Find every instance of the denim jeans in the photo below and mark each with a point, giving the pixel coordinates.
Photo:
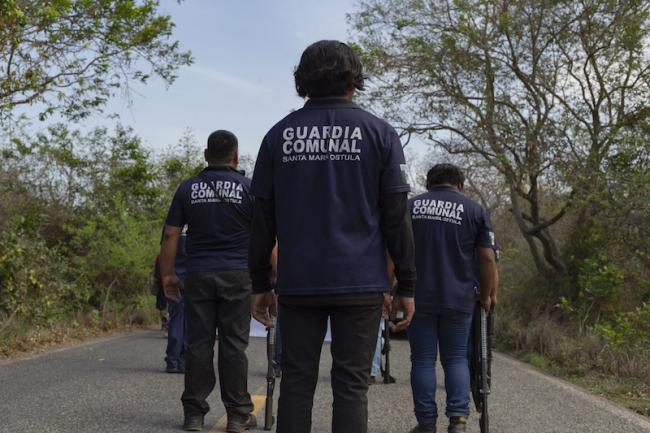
(176, 335)
(376, 359)
(448, 330)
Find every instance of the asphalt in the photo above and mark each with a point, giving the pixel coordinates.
(118, 385)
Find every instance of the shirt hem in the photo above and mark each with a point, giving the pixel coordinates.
(330, 290)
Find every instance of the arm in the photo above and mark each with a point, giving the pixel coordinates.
(398, 235)
(489, 276)
(262, 243)
(171, 283)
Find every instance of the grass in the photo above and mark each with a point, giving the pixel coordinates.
(22, 338)
(631, 392)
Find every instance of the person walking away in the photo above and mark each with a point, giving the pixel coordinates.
(217, 207)
(175, 352)
(328, 182)
(451, 232)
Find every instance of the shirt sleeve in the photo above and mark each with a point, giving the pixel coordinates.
(393, 176)
(176, 214)
(485, 238)
(262, 184)
(247, 202)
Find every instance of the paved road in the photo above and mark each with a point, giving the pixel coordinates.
(117, 385)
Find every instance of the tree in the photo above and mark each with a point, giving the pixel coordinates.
(72, 55)
(542, 91)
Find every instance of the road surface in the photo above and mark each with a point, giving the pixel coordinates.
(118, 385)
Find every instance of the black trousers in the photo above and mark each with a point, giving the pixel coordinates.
(354, 336)
(217, 300)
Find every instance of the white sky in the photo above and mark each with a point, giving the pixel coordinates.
(245, 52)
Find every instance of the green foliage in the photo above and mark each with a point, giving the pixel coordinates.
(70, 56)
(542, 92)
(628, 331)
(80, 225)
(37, 282)
(599, 280)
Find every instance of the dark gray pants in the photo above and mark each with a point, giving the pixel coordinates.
(217, 300)
(354, 335)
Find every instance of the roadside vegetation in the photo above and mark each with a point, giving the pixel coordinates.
(546, 105)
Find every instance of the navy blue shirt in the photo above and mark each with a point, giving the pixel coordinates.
(180, 262)
(448, 228)
(325, 167)
(217, 235)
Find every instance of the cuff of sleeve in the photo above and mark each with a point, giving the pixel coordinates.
(396, 189)
(261, 286)
(406, 289)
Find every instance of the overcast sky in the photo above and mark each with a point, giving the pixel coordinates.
(245, 52)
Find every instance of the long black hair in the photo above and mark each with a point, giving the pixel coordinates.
(328, 68)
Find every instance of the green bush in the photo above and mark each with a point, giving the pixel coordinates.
(36, 282)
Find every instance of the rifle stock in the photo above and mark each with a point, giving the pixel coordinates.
(480, 363)
(269, 419)
(386, 352)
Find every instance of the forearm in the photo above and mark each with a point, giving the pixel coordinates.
(398, 235)
(262, 242)
(168, 250)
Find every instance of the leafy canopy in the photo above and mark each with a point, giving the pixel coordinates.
(70, 56)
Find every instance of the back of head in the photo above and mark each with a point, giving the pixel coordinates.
(445, 174)
(222, 147)
(328, 68)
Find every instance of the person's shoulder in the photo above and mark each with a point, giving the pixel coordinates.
(289, 120)
(472, 205)
(424, 195)
(186, 184)
(240, 176)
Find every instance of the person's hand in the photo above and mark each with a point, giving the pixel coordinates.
(385, 309)
(408, 306)
(486, 301)
(172, 287)
(493, 299)
(264, 307)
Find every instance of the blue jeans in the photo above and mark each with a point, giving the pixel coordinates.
(375, 370)
(449, 330)
(176, 335)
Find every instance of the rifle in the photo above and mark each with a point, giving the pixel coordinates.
(481, 362)
(270, 376)
(386, 352)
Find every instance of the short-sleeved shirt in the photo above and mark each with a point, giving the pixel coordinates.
(325, 166)
(448, 228)
(217, 235)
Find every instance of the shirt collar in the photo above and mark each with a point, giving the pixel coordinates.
(444, 188)
(223, 168)
(330, 102)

■ ■ ■ ■ ■

(Exercise):
Without the pictures, reproduce the entries exactly.

(Answer space):
Find every instance of the denim jeans in the photo below and mark each with a point, giving the pixel coordinates.
Photo:
(176, 335)
(376, 359)
(448, 330)
Find every instance of the asphalt in the photo above and mark each with a point, giving the pixel coordinates.
(118, 385)
Find every instance of the shirt hem in the photo above and mark each with a point, giving the pixel coordinates.
(330, 290)
Find every instance of the arm in the photo above and mark each with a point, giving the pixel coordinates.
(398, 235)
(489, 276)
(262, 243)
(171, 283)
Find every instance of the grass in the photo above and mark each with a point, giving the pixel coordinates.
(22, 338)
(631, 392)
Find every instance of the person walking away in the photo above and mark each with a point, giving the pixel coordinates.
(217, 207)
(175, 352)
(328, 182)
(451, 232)
Find every instance of the shirt sleeve in the photo above and mark each with a point, giving the pixel coordinates.
(393, 176)
(176, 214)
(485, 238)
(262, 184)
(247, 202)
Find every instance of the paved road in the photo above and mark each with a point, giving the pixel coordinates.
(117, 385)
Find every instance of the tree in the photo above and mark each with a point, giving the pixel coordinates.
(72, 55)
(542, 91)
Find every instance of the road surface in the photo above and mark each with a point, giving the pixel coordinates.
(118, 385)
Find every instance of the black trousers in the photo above and mark each with a point, giving the pixel coordinates.
(354, 336)
(217, 300)
Find every instance of the white sky in the photo above and mark each with a point, giving the pixel coordinates.
(245, 52)
Find every instance of the green foliage in the photo above and mark each with a point, giving the pixel coordinates.
(70, 56)
(542, 92)
(628, 331)
(80, 225)
(37, 282)
(599, 280)
Find every instance of the dark gray pants in the photo above and mark each with a point, giving the pixel coordinates.
(217, 300)
(354, 335)
Find every instance of the roadside vegetation in the photo above and mark each with a point, giving the pixel coordinates.
(546, 105)
Find every instance of the navy blue shirt in the photo above and mark each with a point, giving the pixel coordinates.
(180, 262)
(448, 228)
(325, 167)
(217, 235)
Find every instance of the cuff of sleeve in the photo above and mark each with a point, giving the pixel coordinates.
(396, 189)
(261, 286)
(406, 289)
Find every instance of the overcast sky in the photo above and mark each with a point, giving the pixel coordinates.
(245, 52)
Find every instance of the long black hair in the photo above and mark each with a point, giving the pixel coordinates.
(328, 68)
Find every instance of the green bush in the photo above and mark each with a point, giving the pixel coordinates.
(36, 282)
Find every instance of the rifle stock in the photo above and mark each with a point, giving the pixel coordinates.
(480, 363)
(269, 419)
(386, 352)
Find every instance of the forearm in the photo above and mark each with a point, giving the pixel coordinates.
(398, 235)
(262, 242)
(168, 250)
Find every instance of the leafy canopy in the photo above and mark each with a point, giving the pixel coordinates.
(70, 56)
Find every instance of the back of head in the photo above and mark each with a point, giving the pixel coordinates.
(445, 174)
(222, 147)
(328, 68)
Find every instance of the person's shoulder in the photo above and mark each with a point, giving the pixel coordinates.
(289, 120)
(472, 205)
(424, 195)
(186, 184)
(240, 176)
Find every instance of the person's hand in the photo above and mark each with a point, giving the pixel coordinates.
(385, 309)
(408, 306)
(486, 301)
(172, 287)
(493, 299)
(264, 307)
Find every instance of the blue jeans in the photo above and mark each with a point, giving the pixel coordinates.
(375, 370)
(449, 330)
(176, 335)
Find every instance of the rifle in the photo above and mark each with a point, giving the pixel coordinates.
(481, 362)
(270, 376)
(386, 352)
Find every instance of the short-sleeved shirt in the photo above and mark each with a point, giving the pixel coordinates.
(325, 166)
(448, 228)
(217, 235)
Find every instance of the shirt collar in the photo above and mark each with a point, giving the pixel coordinates.
(444, 188)
(223, 168)
(330, 102)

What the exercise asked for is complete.